#### TEXTE FOURNI
« NOTRE DISCUSSION ne date pas d’hier, commente pour « le Quotidien » le Dr Carmen Kreft-Jais, chef d’unité de pharmacovigilance à l’Agence française de sécurité sanitaire des produits de santé (Afssaps). Depuis de nombreuses années, les bénéfices des fluidifiants bronchiques chez les nourrissons sont remis en cause et leur prescription controversée. Il nous fallait de sérieuses données de pharmocovigilance avant de prendre la décision finale de contre-indiquer leur utilisation dans cette catégorie d’âge ». Ainsi à la date du 29 avril, les mucolytiques, les mucofluidifiants et l’Hélicidine ne seront plus délivrés en pharmacie pour les moins de 2 ans. Les spécialités spécifiquement destinées aux nourrissons sont retirées du marché.
Ces médicaments, qui ont pour but de fluidifier les sécrétions bronchiques, peuvent, en effet, aggraver un surencombrement respiratoire. « Du fait d’une certaine immaturité de leur arbre respiratoire, les enfants sont alors "noyés" dans leurs sécrétions, explique le Dr Kreft-Jais. Même si ce sont de "vieux" médicaments très utilisés et perçus comme anodins, il n’en reste pas moins que les effets secondaires peuvent être sérieux chez les plus petits ». D’après cette enquête, près de 70 cas de complications respiratoires liées à l’aggravation d’un encombrement bronchique ont en effet été rapportés chez les nourrissons, plus de la moitié étant survenus chez les moins de 1 an. La majorité de ces cas ont nécessité une hospitalisation.
De la kiné avant tout.
« Dans notre service de pneumo-pédiatrie, nous n’utilisons plus les mucolytiques chez les nourrissons depuis longtemps, explique pour le « Quotidien » le Dr Ralph Épaud, pédiatre à l’hôpital Trousseau (Paris). La pratique adoptée à l’hôpital est de respecter la toux comme moyen de défense de l’enfant. Le problème des fluidifiants bronchiques, c’est que davantage que fluifidier les sécrétions, ils en augmentent le volume. En l’absence de kiné pour les aider à expectorer, les nourrissons se noient alors dans leurs sécrétions. Ce d’autant que l’efficacité de ces médicaments n’a jamais été vraiment démontrée, hormis dans certaines pathologies très précises en pneumologie et en ORL ». Plus question ainsi d’essayer de « s’en sortir » en ville chez un bébé à l’aide d’un simple sirop et sans la kinésithérapie. « La situation est différente à l’hôpital et en ville, convient très volontiers le pédiatre. Les médecins de ville, généralistes et pédiatres, voient les bébés gênés à la phase aiguë. Ils se trouvent alors très démunis face à la toux des petits enfants. Pas évident de se retrouver face à un enfant encombré, ce d’autant que la prescription des antireflux vient d’être également limitée dans cette tranche d’âge ».

#### INFORMATIONS EXTRAITES
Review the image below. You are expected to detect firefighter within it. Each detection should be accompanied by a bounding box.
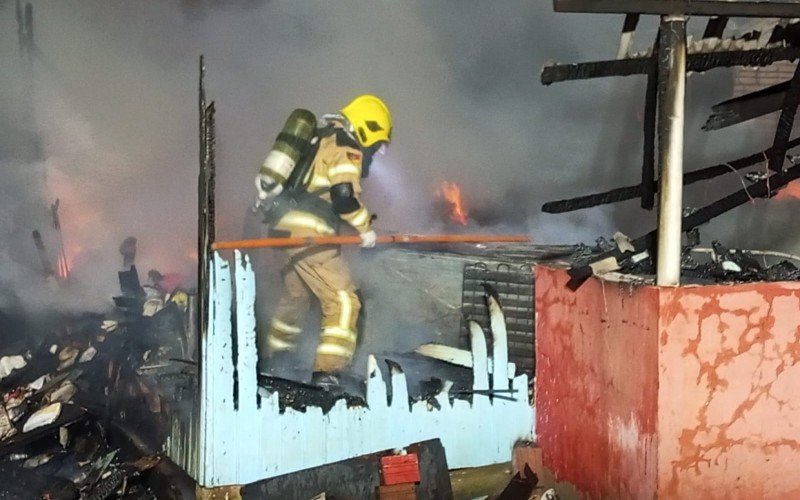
[256,95,392,386]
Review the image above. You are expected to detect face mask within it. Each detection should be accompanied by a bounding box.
[361,142,386,178]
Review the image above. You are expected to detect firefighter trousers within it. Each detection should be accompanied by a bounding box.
[259,246,361,372]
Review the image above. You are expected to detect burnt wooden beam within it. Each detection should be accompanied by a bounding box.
[703,16,728,39]
[33,229,55,278]
[541,47,800,85]
[617,14,639,59]
[641,35,660,210]
[703,80,789,130]
[553,0,800,18]
[542,137,800,214]
[196,55,216,366]
[769,59,800,172]
[567,160,800,290]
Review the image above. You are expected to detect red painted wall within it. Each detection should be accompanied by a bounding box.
[658,283,800,499]
[535,267,658,498]
[536,267,800,499]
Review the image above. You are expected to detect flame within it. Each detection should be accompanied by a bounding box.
[439,181,469,226]
[773,181,800,200]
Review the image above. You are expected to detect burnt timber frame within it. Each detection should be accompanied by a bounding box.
[196,55,216,372]
[553,0,800,17]
[541,0,800,286]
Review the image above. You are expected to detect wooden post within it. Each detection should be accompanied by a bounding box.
[656,15,686,286]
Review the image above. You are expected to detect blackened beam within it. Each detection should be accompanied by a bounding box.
[553,0,800,18]
[33,229,55,278]
[769,59,800,172]
[567,160,800,290]
[541,47,800,85]
[195,55,214,359]
[703,16,728,39]
[641,34,660,210]
[542,137,800,214]
[617,14,639,59]
[703,80,789,130]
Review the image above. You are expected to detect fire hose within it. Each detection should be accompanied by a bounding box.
[211,234,531,250]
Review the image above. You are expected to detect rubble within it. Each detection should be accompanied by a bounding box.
[0,256,196,500]
[572,237,800,284]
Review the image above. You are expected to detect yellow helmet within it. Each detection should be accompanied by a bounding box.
[342,94,392,148]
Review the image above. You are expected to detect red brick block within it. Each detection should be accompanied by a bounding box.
[381,453,419,485]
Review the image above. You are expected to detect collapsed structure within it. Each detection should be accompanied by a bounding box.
[536,0,800,498]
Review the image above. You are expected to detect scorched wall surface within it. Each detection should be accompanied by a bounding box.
[536,267,800,499]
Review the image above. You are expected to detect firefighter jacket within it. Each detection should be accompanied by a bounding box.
[274,126,371,236]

#### CONSIGNE 1
Mettez à jour le passage de l'article sur les fluidifiants bronchiques qui va de "Ces médicaments, qui" à "nécessité une hospitalisation.", en remplaçant "nourrissons" par "bébés".
#### CONSIGNE 2
D'après l'article sur les fluidifiants bronchiques, à partir de quelle date ces médicaments ne seront-ils plus délivrés en pharmacie pour les moins de 2 ans ?
#### CONSIGNE 3
Poursuivez l'article sur les fluidifiants bronchiques à la suite de sa dernière phrase.

#### ZONE DE RÉPONSE 1
Ces médicaments, qui ont pour but de fluidifier les sécrétions bronchiques, peuvent, en effet, aggraver un surencombrement respiratoire. « Du fait d’une certaine immaturité de leur arbre respiratoire, les enfants sont alors "noyés" dans leurs sécrétions, explique le Dr Kreft-Jais. Même si ce sont de "vieux" médicaments très utilisés et perçus comme anodins, il n’en reste pas moins que les effets secondaires peuvent être sérieux chez les plus petits ». D’après cette enquête, près de 70 cas de complications respiratoires liées à l’aggravation d’un encombrement bronchique ont en effet été rapportés chez les bébés, plus de la moitié étant survenus chez les moins de 1 an. La majorité de ces cas ont nécessité une hospitalisation.

#### ZONE DE RÉPONSE 2
À partir du 29 avril.

#### ZONE DE RÉPONSE 3
Lavages de nez, qualité de l’air.
Alors que faire ? « Il n’existe pas beaucoup de traitements disponibles chez l’enfant, poursuit le Dr Épaud. C’est dire l’importance de promouvoir les essais cliniques en pédiatrie !! La demande est forte et les besoins réels pour des médicaments efficaces dans cette indication. En attendant que cette requête soit entendue par l’industrie pharmaceutique, la kinésithérapie respiratoire reste la mesure pour soulager le nourrisson gêné. Il existe également d’autres petits moyens simples et très utiles pour améliorer le confort de l’enfant. La désobstruction rhino-pharyngée (DRP) vient en tête». Le lavage de nez au sérum physiologique pluriquotidien permet ainsi d’évacuer les sécrétions hautes et d’éviter l’écoulement postérieur vers les bronches. L’éviction du tabac doit être ferme, la chambre où dort l’enfant bien aérée et humidifiée. L’utilisation des antitussifs antihistaminiques chez les moins de 2 ans va également être réexaminée par l’Afssaps d’ici septembre 2010. Une mise au point sur la prise en charge de la toux chez l’enfant est attendue à la même date.